| EXERCISE DETAILS |
Can you copy out the entries below, replacing "UI grounding task" with "object detection task" wherever it occurs and leaving everything else as it stands, but without the pictures?

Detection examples
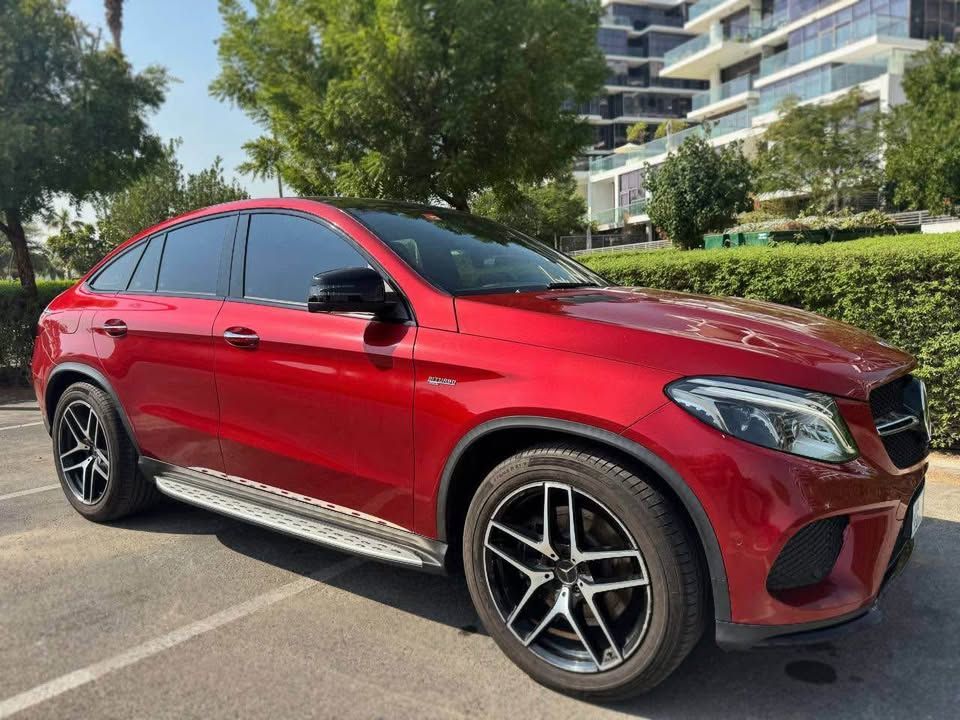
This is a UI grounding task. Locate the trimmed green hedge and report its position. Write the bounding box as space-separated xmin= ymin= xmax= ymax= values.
xmin=0 ymin=280 xmax=73 ymax=382
xmin=577 ymin=233 xmax=960 ymax=448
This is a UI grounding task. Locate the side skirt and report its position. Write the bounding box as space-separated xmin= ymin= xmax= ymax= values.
xmin=139 ymin=457 xmax=447 ymax=573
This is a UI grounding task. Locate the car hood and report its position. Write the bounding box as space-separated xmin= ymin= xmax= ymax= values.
xmin=456 ymin=288 xmax=915 ymax=400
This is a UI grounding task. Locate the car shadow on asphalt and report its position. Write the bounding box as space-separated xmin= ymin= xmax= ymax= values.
xmin=117 ymin=502 xmax=960 ymax=719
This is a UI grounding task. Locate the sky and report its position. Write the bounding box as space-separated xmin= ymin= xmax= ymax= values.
xmin=68 ymin=0 xmax=277 ymax=197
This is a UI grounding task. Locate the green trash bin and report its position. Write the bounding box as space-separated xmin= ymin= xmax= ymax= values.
xmin=741 ymin=232 xmax=770 ymax=246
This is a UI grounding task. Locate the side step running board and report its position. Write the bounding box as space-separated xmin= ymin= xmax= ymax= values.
xmin=140 ymin=458 xmax=447 ymax=572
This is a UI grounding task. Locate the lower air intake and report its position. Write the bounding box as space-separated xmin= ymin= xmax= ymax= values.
xmin=767 ymin=515 xmax=847 ymax=592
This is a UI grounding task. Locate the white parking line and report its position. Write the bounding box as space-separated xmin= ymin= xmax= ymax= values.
xmin=0 ymin=558 xmax=364 ymax=720
xmin=0 ymin=420 xmax=43 ymax=430
xmin=0 ymin=483 xmax=60 ymax=500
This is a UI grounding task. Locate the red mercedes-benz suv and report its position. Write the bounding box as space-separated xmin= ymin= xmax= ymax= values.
xmin=33 ymin=198 xmax=929 ymax=698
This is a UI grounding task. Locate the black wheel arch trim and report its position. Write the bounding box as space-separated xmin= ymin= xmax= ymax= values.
xmin=43 ymin=362 xmax=140 ymax=455
xmin=437 ymin=415 xmax=730 ymax=622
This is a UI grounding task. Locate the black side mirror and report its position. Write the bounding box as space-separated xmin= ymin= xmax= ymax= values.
xmin=307 ymin=267 xmax=395 ymax=315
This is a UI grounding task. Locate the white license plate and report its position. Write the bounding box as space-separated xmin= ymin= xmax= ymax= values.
xmin=910 ymin=490 xmax=923 ymax=537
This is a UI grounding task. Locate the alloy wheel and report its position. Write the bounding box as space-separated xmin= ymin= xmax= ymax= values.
xmin=57 ymin=400 xmax=110 ymax=505
xmin=484 ymin=482 xmax=652 ymax=673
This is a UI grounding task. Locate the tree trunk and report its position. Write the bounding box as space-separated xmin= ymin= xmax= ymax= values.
xmin=3 ymin=210 xmax=37 ymax=301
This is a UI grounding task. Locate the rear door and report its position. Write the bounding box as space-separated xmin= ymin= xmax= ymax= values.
xmin=91 ymin=213 xmax=238 ymax=472
xmin=213 ymin=211 xmax=417 ymax=527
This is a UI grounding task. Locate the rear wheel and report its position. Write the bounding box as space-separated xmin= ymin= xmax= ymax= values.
xmin=464 ymin=444 xmax=704 ymax=699
xmin=52 ymin=382 xmax=158 ymax=522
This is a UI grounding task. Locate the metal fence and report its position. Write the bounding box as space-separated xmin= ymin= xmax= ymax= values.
xmin=564 ymin=240 xmax=673 ymax=257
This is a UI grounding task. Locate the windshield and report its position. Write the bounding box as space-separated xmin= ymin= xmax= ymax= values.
xmin=349 ymin=207 xmax=607 ymax=295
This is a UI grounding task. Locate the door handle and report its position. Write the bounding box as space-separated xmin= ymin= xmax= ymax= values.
xmin=223 ymin=327 xmax=260 ymax=350
xmin=98 ymin=318 xmax=127 ymax=337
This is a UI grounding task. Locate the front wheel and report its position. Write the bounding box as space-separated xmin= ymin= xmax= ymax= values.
xmin=464 ymin=444 xmax=704 ymax=700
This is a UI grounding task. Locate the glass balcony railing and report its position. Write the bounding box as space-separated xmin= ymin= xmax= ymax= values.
xmin=760 ymin=9 xmax=790 ymax=35
xmin=757 ymin=63 xmax=887 ymax=113
xmin=710 ymin=107 xmax=757 ymax=138
xmin=600 ymin=14 xmax=633 ymax=30
xmin=693 ymin=75 xmax=753 ymax=110
xmin=592 ymin=200 xmax=647 ymax=225
xmin=690 ymin=0 xmax=727 ymax=20
xmin=590 ymin=108 xmax=756 ymax=175
xmin=760 ymin=15 xmax=910 ymax=77
xmin=663 ymin=22 xmax=763 ymax=67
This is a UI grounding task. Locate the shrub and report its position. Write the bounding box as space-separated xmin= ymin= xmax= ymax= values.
xmin=0 ymin=280 xmax=73 ymax=382
xmin=724 ymin=210 xmax=896 ymax=232
xmin=578 ymin=234 xmax=960 ymax=448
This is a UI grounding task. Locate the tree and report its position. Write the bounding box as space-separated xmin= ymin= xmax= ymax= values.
xmin=471 ymin=172 xmax=587 ymax=245
xmin=47 ymin=220 xmax=111 ymax=277
xmin=757 ymin=89 xmax=883 ymax=211
xmin=627 ymin=120 xmax=647 ymax=143
xmin=103 ymin=0 xmax=123 ymax=52
xmin=237 ymin=137 xmax=284 ymax=197
xmin=647 ymin=137 xmax=751 ymax=248
xmin=95 ymin=140 xmax=249 ymax=249
xmin=0 ymin=0 xmax=167 ymax=299
xmin=653 ymin=118 xmax=689 ymax=140
xmin=211 ymin=0 xmax=606 ymax=209
xmin=885 ymin=43 xmax=960 ymax=213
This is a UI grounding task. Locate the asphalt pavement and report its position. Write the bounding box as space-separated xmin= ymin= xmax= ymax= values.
xmin=0 ymin=395 xmax=960 ymax=720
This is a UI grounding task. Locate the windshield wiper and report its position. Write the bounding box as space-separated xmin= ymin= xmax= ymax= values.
xmin=547 ymin=282 xmax=600 ymax=290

| ANSWER |
This is a object detection task. Locate the trimmed green hedge and report its position. Write the bounding box as space-separated xmin= ymin= xmax= ymax= values.
xmin=0 ymin=280 xmax=73 ymax=382
xmin=577 ymin=233 xmax=960 ymax=448
This is a object detection task. Locate the side skirt and report its position. Write the bounding box as space-separated xmin= ymin= xmax= ymax= values.
xmin=139 ymin=457 xmax=447 ymax=573
This is a object detection task. Locate the car hood and report its position. Write the bounding box as space-separated xmin= ymin= xmax= ymax= values.
xmin=456 ymin=288 xmax=915 ymax=400
This is a object detection task. Locate the car shadow on asphalt and report its position. Write the bounding box as space-separated xmin= ymin= xmax= ymax= values.
xmin=117 ymin=502 xmax=960 ymax=719
This is a object detection task. Locate the sky and report its position. Write the bounding box as space-separated xmin= ymin= xmax= ymax= values.
xmin=68 ymin=0 xmax=277 ymax=197
This is a object detection task. Locate the green trash bin and report its position. Write the bounding box as space-separated xmin= ymin= xmax= ymax= values.
xmin=741 ymin=232 xmax=770 ymax=246
This is a object detection task. Locate the side step running board and report its position. Write the bounding box as space-separated xmin= ymin= xmax= ymax= values.
xmin=140 ymin=458 xmax=447 ymax=572
This is a object detection task. Locate the lower air intake and report its position. Write the bounding box as space-separated xmin= ymin= xmax= ymax= values.
xmin=767 ymin=515 xmax=847 ymax=592
This is a object detection task. Locate the white parking line and report its position. Write the bounding box as space-separated xmin= ymin= xmax= ymax= values.
xmin=0 ymin=558 xmax=364 ymax=720
xmin=0 ymin=420 xmax=43 ymax=430
xmin=0 ymin=483 xmax=60 ymax=500
This is a object detection task. Locate the red mercedes-benz suv and report its position. Write the bounding box as space-separated xmin= ymin= xmax= ymax= values.
xmin=33 ymin=198 xmax=929 ymax=698
This is a object detection task. Locate the black wheel arch trim and report its position. Write the bounding box as space-separated xmin= ymin= xmax= ymax= values.
xmin=43 ymin=362 xmax=140 ymax=455
xmin=437 ymin=415 xmax=730 ymax=622
This is a object detection task. Locate the black side mirror and report its position. Write the bounding box as space-separated xmin= ymin= xmax= ymax= values.
xmin=307 ymin=267 xmax=395 ymax=315
This is a object detection task. Locate the white license plate and report its position. Write the bounding box as space-separated xmin= ymin= xmax= ymax= values.
xmin=910 ymin=490 xmax=923 ymax=537
This is a object detection task. Locate the alloy wheel and report its position. Write the bounding box as space-separated xmin= ymin= xmax= ymax= values.
xmin=57 ymin=400 xmax=110 ymax=505
xmin=484 ymin=482 xmax=652 ymax=673
This is a object detection task. Locate the tree trunk and report its position. Write the bounding box as space-separated xmin= ymin= xmax= ymax= values.
xmin=3 ymin=210 xmax=37 ymax=301
This is a object detection task. Locate the rear door and report its position. Write the bounding box as space-separated xmin= ymin= xmax= ymax= values.
xmin=91 ymin=213 xmax=238 ymax=472
xmin=213 ymin=211 xmax=417 ymax=527
This is a object detection task. Locate the rear wheel and report its position. Write the bounding box as space-separated xmin= ymin= xmax= ymax= values.
xmin=464 ymin=444 xmax=704 ymax=699
xmin=52 ymin=382 xmax=158 ymax=522
This is a object detection task. Locate the metal fence and report its position. Write the bounding box as space-separated xmin= ymin= xmax= ymax= values.
xmin=564 ymin=240 xmax=673 ymax=257
This is a object detection task. Locate the windshield and report its position. Write the bounding box as space-separated xmin= ymin= xmax= ymax= values.
xmin=349 ymin=207 xmax=607 ymax=295
This is a object detection task. Locate the door handle and report its position. Write the bounding box as space-separated xmin= ymin= xmax= ymax= values.
xmin=223 ymin=327 xmax=260 ymax=350
xmin=98 ymin=318 xmax=127 ymax=337
This is a object detection task. Locate the front wheel and report its position. Write the bounding box as space-separated xmin= ymin= xmax= ymax= values.
xmin=464 ymin=444 xmax=704 ymax=700
This is a object detection task. Locate the glass balcony railing and report its position. Write the bounding box as space-separated xmin= ymin= xmax= ymax= values.
xmin=760 ymin=9 xmax=790 ymax=35
xmin=757 ymin=63 xmax=887 ymax=113
xmin=710 ymin=107 xmax=757 ymax=138
xmin=600 ymin=14 xmax=633 ymax=30
xmin=693 ymin=75 xmax=753 ymax=110
xmin=592 ymin=200 xmax=647 ymax=225
xmin=690 ymin=0 xmax=727 ymax=20
xmin=590 ymin=108 xmax=756 ymax=175
xmin=760 ymin=15 xmax=910 ymax=77
xmin=663 ymin=22 xmax=763 ymax=67
This is a object detection task. Locate the shrub and report its position. Write the bounding box as space-separated xmin= ymin= xmax= ymax= values.
xmin=0 ymin=280 xmax=73 ymax=382
xmin=724 ymin=210 xmax=896 ymax=232
xmin=578 ymin=234 xmax=960 ymax=448
This is a object detection task. Locate the tree and report its position. Write the bounding box as space-separated xmin= ymin= xmax= ymax= values.
xmin=471 ymin=172 xmax=587 ymax=245
xmin=47 ymin=220 xmax=111 ymax=277
xmin=757 ymin=89 xmax=883 ymax=211
xmin=627 ymin=120 xmax=647 ymax=143
xmin=103 ymin=0 xmax=123 ymax=52
xmin=237 ymin=137 xmax=284 ymax=197
xmin=647 ymin=137 xmax=751 ymax=248
xmin=95 ymin=140 xmax=249 ymax=249
xmin=0 ymin=0 xmax=167 ymax=299
xmin=653 ymin=118 xmax=689 ymax=140
xmin=211 ymin=0 xmax=606 ymax=209
xmin=885 ymin=43 xmax=960 ymax=213
This is a object detection task. Locate the asphalt pavement and report its position. Write the bounding box as space-separated xmin= ymin= xmax= ymax= values.
xmin=0 ymin=395 xmax=960 ymax=720
This is a object detection task. Locate the windshield wiper and report its position. Write the bounding box as space-separated xmin= ymin= xmax= ymax= values.
xmin=547 ymin=282 xmax=600 ymax=290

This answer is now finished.